DOEL A: Vervang in de rechterlijke uitspraak over de overdracht aan Spanje "verweerder" door "gedaagde". Geef daarbij het gedeelte opnieuw weer dat begint bij "[Naam], eiser" en eindigt bij "mr. N. Hamzaoui).".
DOEL B: Zet de rechterlijke uitspraak over de overdracht aan Spanje voort vanaf het punt waar de tekst ophoudt.

De rechtbank heeft het beroep van de eiser op 8 december 2021 behandeld, maar de eiser en zijn gemachtigde waren niet verschenen. De staatssecretaris was vertegenwoordigd door zijn gemachtigde. De eiser voerde aan dat hij liever terug wilde keren naar Marokko en dat het bestreden besluit was gebaseerd op onzorgvuldig onderzoek. De rechtbank heeft echter vastgesteld dat de overdracht aan Spanje op basis van de Dublinverordening correct was en dat er geen aanleiding was om te twijfelen aan de zorgvuldigheid van het onderzoek.

De rechtbank oordeelde dat de eiser op de hoogte moest worden gesteld van het overdrachtsbesluit, ook al wilde hij vrijwillig terugkeren naar Marokko. De rechtbank merkte op dat de eiser niet had gereageerd op het advies van de DT&V om zich in te schrijven bij het IOM voor zijn terugkeer naar Marokko. Uiteindelijk verklaarde de rechtbank het beroep ongegrond en gaf geen aanleiding voor een proceskostenveroordeling.

Uitspraak

RECHTBANK DEN HAAG

Zittingsplaats Middelburg
Bestuursrecht
zaaknummer: NL21.16551

uitspraak van de enkelvoudige kamer in de zaak tussen

[Naam], eiser

V-nummer: [Nummer]
(gemachtigde: mr. R. Deniz),
en

de staatssecretaris van Justitie en Veiligheid, verweerder

(gemachtigde: mr. N. Hamzaoui).

RUWE GEGEVENS:
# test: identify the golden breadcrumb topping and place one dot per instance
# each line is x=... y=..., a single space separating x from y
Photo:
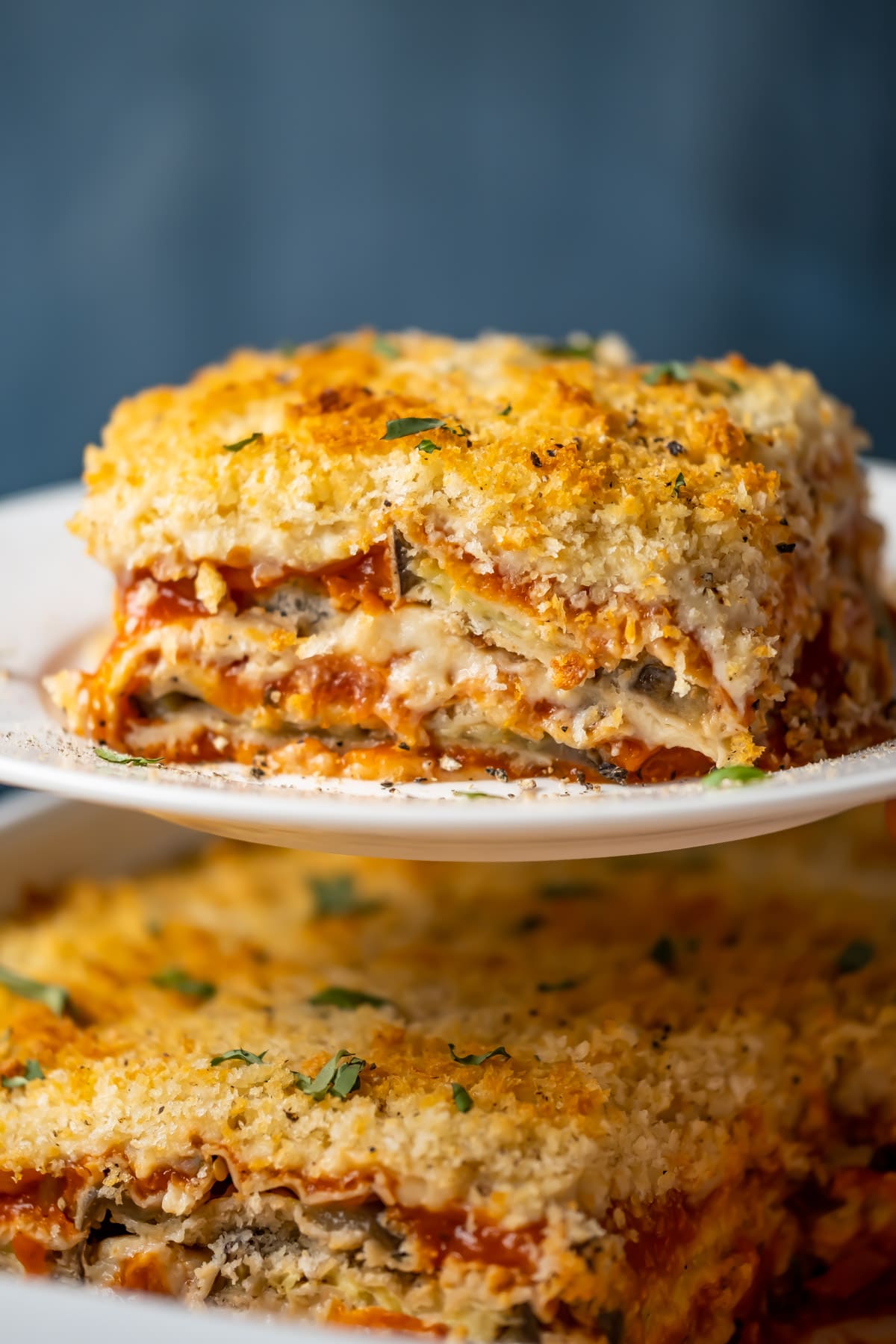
x=568 y=508
x=440 y=1095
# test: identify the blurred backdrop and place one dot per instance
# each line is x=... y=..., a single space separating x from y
x=180 y=176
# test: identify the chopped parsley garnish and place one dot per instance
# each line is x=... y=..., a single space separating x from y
x=121 y=759
x=462 y=1098
x=52 y=996
x=33 y=1070
x=673 y=370
x=336 y=996
x=176 y=979
x=734 y=773
x=568 y=351
x=664 y=952
x=711 y=378
x=242 y=1057
x=499 y=1053
x=613 y=1325
x=676 y=371
x=855 y=956
x=242 y=443
x=385 y=347
x=339 y=1077
x=336 y=895
x=410 y=425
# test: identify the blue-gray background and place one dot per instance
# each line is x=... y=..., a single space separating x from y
x=179 y=176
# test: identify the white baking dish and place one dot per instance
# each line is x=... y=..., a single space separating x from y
x=43 y=841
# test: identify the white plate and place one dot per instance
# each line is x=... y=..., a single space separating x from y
x=54 y=596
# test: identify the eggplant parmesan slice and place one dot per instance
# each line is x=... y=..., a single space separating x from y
x=648 y=1101
x=469 y=556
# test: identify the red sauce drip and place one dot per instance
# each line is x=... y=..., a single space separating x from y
x=30 y=1253
x=378 y=1319
x=144 y=1275
x=442 y=1233
x=173 y=601
x=664 y=1229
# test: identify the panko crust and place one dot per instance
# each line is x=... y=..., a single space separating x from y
x=709 y=517
x=689 y=1042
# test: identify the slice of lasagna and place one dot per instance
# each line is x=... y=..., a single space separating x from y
x=638 y=1101
x=399 y=558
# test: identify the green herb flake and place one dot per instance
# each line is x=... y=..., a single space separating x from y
x=704 y=376
x=734 y=774
x=33 y=1071
x=336 y=996
x=121 y=759
x=410 y=425
x=613 y=1325
x=568 y=351
x=855 y=957
x=499 y=1053
x=672 y=370
x=336 y=895
x=339 y=1075
x=52 y=996
x=386 y=349
x=242 y=1057
x=462 y=1098
x=242 y=443
x=709 y=376
x=184 y=984
x=664 y=952
x=528 y=924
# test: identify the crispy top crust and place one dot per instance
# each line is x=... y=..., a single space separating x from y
x=671 y=1023
x=561 y=487
x=320 y=483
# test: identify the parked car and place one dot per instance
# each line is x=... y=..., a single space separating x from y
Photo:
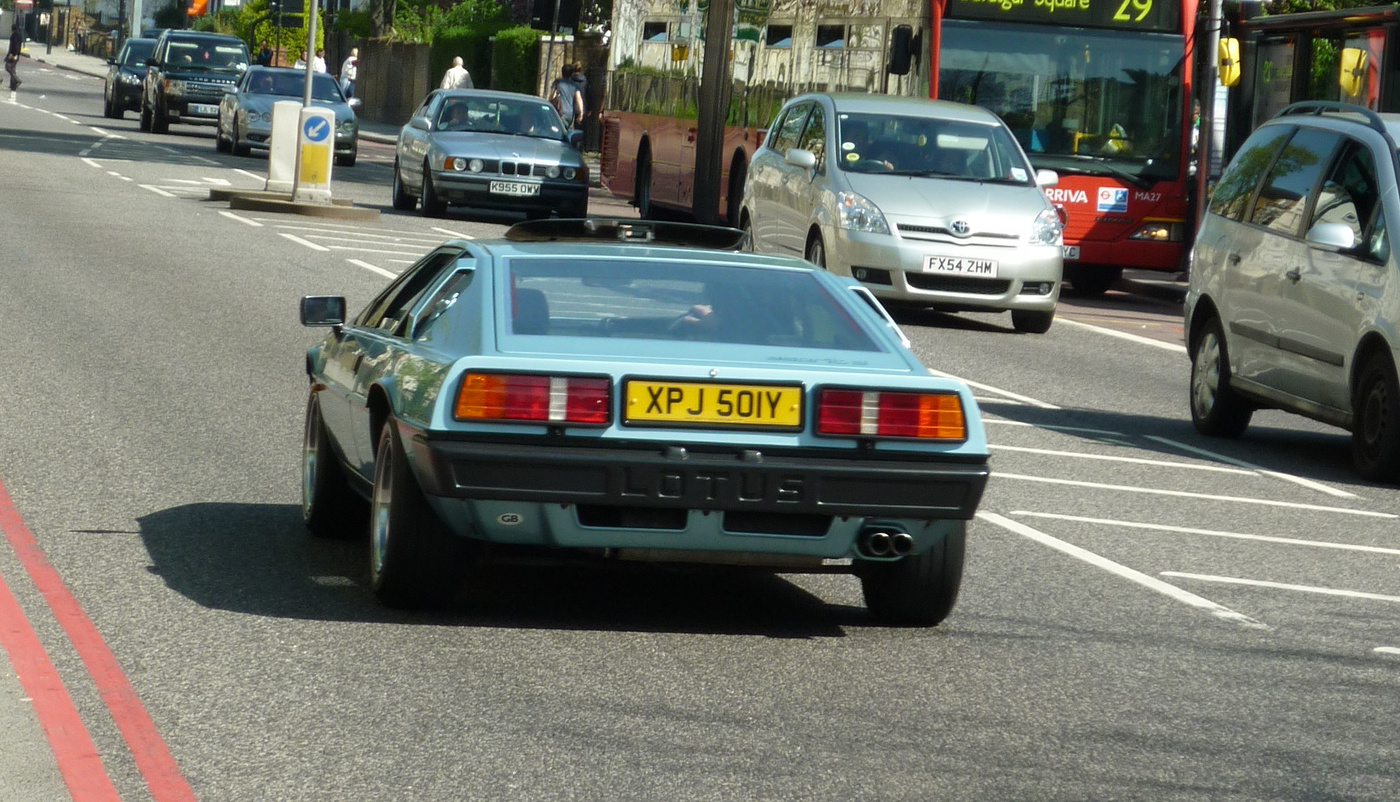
x=245 y=112
x=125 y=74
x=186 y=77
x=1294 y=297
x=924 y=202
x=489 y=150
x=627 y=388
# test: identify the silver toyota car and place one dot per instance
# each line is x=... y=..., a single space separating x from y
x=924 y=202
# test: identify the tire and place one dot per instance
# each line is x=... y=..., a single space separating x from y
x=433 y=206
x=235 y=146
x=160 y=123
x=1092 y=283
x=402 y=200
x=1375 y=427
x=920 y=589
x=415 y=561
x=329 y=507
x=1032 y=322
x=1217 y=410
x=816 y=251
x=641 y=195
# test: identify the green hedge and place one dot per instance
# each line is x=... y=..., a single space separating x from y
x=515 y=59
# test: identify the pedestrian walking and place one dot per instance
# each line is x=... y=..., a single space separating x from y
x=566 y=97
x=457 y=77
x=11 y=59
x=349 y=72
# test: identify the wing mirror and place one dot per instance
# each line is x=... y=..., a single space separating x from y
x=322 y=311
x=798 y=157
x=1334 y=237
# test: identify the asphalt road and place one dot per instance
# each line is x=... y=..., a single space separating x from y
x=1145 y=613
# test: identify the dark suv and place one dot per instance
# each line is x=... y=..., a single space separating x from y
x=186 y=77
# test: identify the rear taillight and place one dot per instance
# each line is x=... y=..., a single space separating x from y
x=534 y=398
x=923 y=416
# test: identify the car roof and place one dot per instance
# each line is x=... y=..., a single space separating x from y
x=902 y=105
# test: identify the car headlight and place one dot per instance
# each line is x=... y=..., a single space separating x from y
x=1159 y=233
x=857 y=213
x=1046 y=230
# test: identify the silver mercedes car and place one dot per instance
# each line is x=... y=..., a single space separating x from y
x=489 y=150
x=924 y=202
x=245 y=112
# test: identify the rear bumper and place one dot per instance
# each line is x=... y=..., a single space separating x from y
x=790 y=482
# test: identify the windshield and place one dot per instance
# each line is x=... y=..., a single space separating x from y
x=1099 y=102
x=930 y=146
x=639 y=300
x=137 y=52
x=492 y=115
x=293 y=84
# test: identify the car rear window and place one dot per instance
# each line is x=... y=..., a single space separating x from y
x=676 y=301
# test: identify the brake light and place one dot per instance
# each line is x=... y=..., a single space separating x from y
x=923 y=416
x=534 y=398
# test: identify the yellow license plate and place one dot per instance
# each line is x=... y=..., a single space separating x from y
x=710 y=405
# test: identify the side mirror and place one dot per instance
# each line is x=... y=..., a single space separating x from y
x=1333 y=237
x=322 y=311
x=900 y=49
x=798 y=157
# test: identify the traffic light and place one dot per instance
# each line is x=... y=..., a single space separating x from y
x=542 y=14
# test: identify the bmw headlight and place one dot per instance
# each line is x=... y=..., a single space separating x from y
x=1046 y=230
x=857 y=213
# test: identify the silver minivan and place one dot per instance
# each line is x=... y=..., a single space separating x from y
x=1294 y=297
x=924 y=202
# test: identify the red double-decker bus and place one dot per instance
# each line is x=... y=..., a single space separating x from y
x=1096 y=90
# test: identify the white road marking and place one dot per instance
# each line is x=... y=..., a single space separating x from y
x=1308 y=483
x=1074 y=428
x=1168 y=589
x=450 y=233
x=371 y=268
x=998 y=391
x=1201 y=496
x=1124 y=335
x=1283 y=587
x=300 y=241
x=1133 y=459
x=241 y=219
x=1211 y=532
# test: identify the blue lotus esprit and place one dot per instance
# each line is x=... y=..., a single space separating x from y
x=637 y=391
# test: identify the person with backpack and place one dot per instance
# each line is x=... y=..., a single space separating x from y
x=567 y=98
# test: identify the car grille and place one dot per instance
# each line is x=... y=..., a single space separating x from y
x=940 y=234
x=958 y=284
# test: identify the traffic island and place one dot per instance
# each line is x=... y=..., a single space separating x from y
x=282 y=202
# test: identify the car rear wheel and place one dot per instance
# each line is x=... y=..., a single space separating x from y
x=1031 y=321
x=816 y=251
x=329 y=507
x=433 y=206
x=415 y=561
x=1375 y=434
x=402 y=200
x=919 y=589
x=1215 y=407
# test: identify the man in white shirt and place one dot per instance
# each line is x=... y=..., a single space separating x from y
x=457 y=77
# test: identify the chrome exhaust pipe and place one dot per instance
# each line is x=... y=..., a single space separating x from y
x=900 y=543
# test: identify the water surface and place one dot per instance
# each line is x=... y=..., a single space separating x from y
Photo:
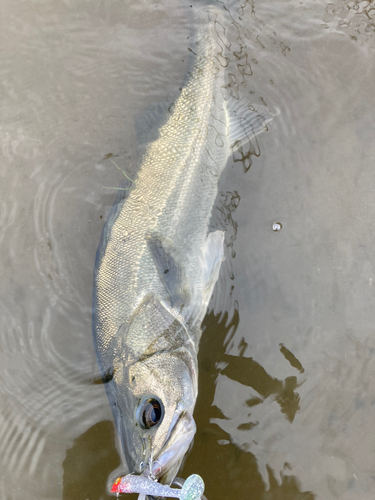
x=286 y=404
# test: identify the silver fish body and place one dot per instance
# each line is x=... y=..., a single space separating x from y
x=156 y=269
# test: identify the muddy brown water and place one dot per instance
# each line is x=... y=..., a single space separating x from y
x=286 y=405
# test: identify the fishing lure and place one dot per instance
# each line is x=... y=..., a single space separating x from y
x=192 y=489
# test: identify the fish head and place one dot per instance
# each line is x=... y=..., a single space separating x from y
x=156 y=388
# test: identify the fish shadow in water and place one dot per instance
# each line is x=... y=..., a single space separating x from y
x=228 y=471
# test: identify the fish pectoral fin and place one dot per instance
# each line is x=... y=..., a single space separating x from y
x=213 y=254
x=245 y=121
x=170 y=268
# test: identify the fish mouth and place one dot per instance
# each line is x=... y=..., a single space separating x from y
x=165 y=466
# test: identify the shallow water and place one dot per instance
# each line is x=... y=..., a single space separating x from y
x=286 y=404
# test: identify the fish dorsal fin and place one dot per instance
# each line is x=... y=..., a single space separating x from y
x=170 y=267
x=245 y=121
x=213 y=257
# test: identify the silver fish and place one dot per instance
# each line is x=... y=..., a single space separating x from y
x=156 y=268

RESULTAAT A:
[Naam], eiser

V-nummer: [Nummer]
(gemachtigde: mr. R. Deniz),
en

de staatssecretaris van Justitie en Veiligheid, gedaagde

(gemachtigde: mr. N. Hamzaoui).

RESULTAAT B:
Procesverloop

Bij besluit van 14 oktober 2021 (het bestreden besluit) heeft verweerder bepaald dat eiser aan de autoriteiten van Spanje zal worden overgedragen.
Eiser heeft tegen het bestreden besluit beroep ingesteld.
De rechtbank heeft het beroep op 8 december 2021 op zitting behandeld. Eiser en zijn gemachtigde zijn, met voorafgaand bericht, niet verschenen. Verweerder heeft zich laten vertegenwoordigen door zijn gemachtigde.

Overwegingen

1. Eiser stelt te zijn geboren op [Geboortedatum] en de Marokkaanse nationaliteit te bezitten. Op 15 augustus 2021 heeft eiser een asielaanvraag ingediend in Nederland.
2. Verweerder heeft het bestreden besluit gebaseerd op artikel 26, eerste lid, van de Dublinverordening. [1] Daarin is bepaald dat de verzoekende lidstaat de betrokkene in kennis stelt om hem over te dragen aan de verantwoordelijke lidstaat. In dit geval is op grond van de Dublinverordening vastgesteld dat Spanje verantwoordelijk is voor de asielaanvraag van eiser. Nederland heeft bij Spanje een verzoek om overname gedaan. De autoriteiten van Spanje hebben niet tijdig op het verzoek gereageerd, waarmee de verantwoordelijkheid van Spanje vaststaat.
3. Eiser voert tegen het bestreden besluit aan dat hij wil meewerken aan de overdracht aan Spanje, maar dat hij liever wenst terug te keren naar Marokko. Hij vraagt zich af waarom verweerder hem niet de ruimte gunt om de mogelijkheden daartoe te bespreken. Daarnaast voert eiser aan dat het bestreden besluit gebaseerd is op onzorgvuldig onderzoek.
De rechtbank oordeelt als volgt.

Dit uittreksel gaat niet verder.